**Objective:**
Reproduce the Polly text-to-speech recipe word for word, starting with "When to reach" and going on through "or content narration.".

React SME Cookbook
All FAQs

Search Documentation

Search across all documentation pages

awspollytext-to-speechaudiottsssml

AWS SDK Polly - Text-to-speech synthesis with streaming audio and SSML support

Recipe

npm install @aws-sdk/client-polly
// lib/polly.ts
import { PollyClient } from "@aws-sdk/client-polly";
 
export const pollyClient = new PollyClient({
  region: process.env.AWS_REGION!,
  credentials: {
    accessKeyId: process.env.AWS_ACCESS_KEY_ID!,
    secretAccessKey: process.env.AWS_SECRET_ACCESS_KEY!,
  },
});
// app/api/speech/route.ts
import { SynthesizeSpeechCommand } from "@aws-sdk/client-polly";
import { pollyClient } from "@/lib/polly";
 
export async function POST(req: Request) {
  const { text, voiceId = "Joanna" } = await req.json();
 
  const command = new SynthesizeSpeechCommand({
    Text: text,
    OutputFormat: "mp3",
    VoiceId: voiceId,
    Engine: "neural",
  });
 
  const response = await pollyClient.send(command);
  const stream = response.AudioStream as ReadableStream;
 
  return new Response(stream, {
    headers: {
      "Content-Type": "audio/mpeg",
      "Cache-Control": "public, max-age=3600",
    },
  });
}

When to reach for this: You need to convert text to natural-sounding speech in a web app for accessibility, voice assistants, language learning, or content narration.

**Source material:**
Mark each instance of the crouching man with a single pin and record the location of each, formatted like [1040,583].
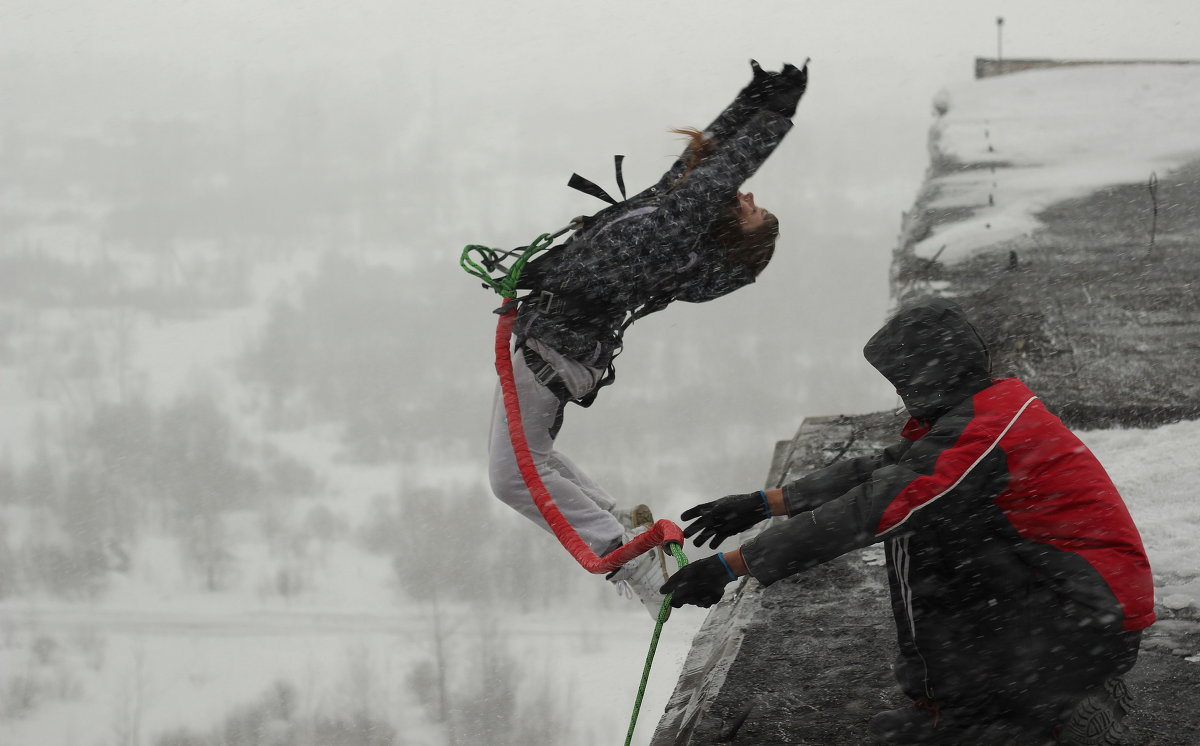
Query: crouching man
[1019,582]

**Exercise output:**
When to reach for this: You need to convert text to natural-sounding speech in a web app for accessibility, voice assistants, language learning, or content narration.